DATA EXTRACT:
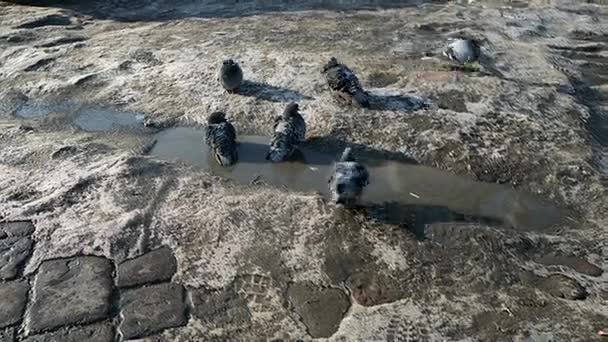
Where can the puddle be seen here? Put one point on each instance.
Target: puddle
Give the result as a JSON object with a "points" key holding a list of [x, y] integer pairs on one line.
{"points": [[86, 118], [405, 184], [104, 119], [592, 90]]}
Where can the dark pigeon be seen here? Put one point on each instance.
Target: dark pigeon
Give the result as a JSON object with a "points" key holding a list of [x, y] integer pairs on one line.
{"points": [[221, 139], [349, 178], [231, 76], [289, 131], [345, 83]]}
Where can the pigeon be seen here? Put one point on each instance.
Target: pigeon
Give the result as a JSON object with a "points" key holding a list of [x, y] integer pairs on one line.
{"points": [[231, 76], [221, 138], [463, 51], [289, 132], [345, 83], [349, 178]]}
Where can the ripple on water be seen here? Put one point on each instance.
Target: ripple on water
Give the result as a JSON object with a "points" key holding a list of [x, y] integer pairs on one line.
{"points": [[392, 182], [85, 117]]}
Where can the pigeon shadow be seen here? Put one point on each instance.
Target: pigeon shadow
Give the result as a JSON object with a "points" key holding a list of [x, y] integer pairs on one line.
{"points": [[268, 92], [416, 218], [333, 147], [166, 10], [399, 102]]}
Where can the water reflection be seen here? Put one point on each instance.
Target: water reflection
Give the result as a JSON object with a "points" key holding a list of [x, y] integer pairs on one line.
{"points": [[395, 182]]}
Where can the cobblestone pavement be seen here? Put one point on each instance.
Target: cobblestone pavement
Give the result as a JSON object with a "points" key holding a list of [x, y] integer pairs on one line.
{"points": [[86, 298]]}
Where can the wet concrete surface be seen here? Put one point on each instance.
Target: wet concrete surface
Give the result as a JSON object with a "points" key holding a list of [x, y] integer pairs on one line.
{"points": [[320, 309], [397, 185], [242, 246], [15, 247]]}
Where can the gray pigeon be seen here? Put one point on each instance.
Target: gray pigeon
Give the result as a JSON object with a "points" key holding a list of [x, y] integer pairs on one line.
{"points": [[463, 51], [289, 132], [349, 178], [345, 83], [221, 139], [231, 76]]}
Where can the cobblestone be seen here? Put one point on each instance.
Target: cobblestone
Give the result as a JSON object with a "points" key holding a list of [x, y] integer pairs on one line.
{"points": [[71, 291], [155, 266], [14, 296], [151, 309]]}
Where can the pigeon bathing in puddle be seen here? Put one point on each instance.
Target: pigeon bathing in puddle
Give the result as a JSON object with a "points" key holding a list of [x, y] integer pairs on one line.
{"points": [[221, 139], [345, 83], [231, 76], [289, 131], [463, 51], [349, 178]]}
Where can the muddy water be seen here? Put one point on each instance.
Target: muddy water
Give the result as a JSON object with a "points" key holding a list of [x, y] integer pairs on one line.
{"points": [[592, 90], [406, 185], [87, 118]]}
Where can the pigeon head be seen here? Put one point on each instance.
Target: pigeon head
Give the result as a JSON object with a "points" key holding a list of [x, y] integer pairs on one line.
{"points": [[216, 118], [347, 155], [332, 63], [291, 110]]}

WHAT IS EXPECTED: Looking at the entries above, say how many lines contain the word "pavement". Nothing but the number is needed.

TASK RESULT: 2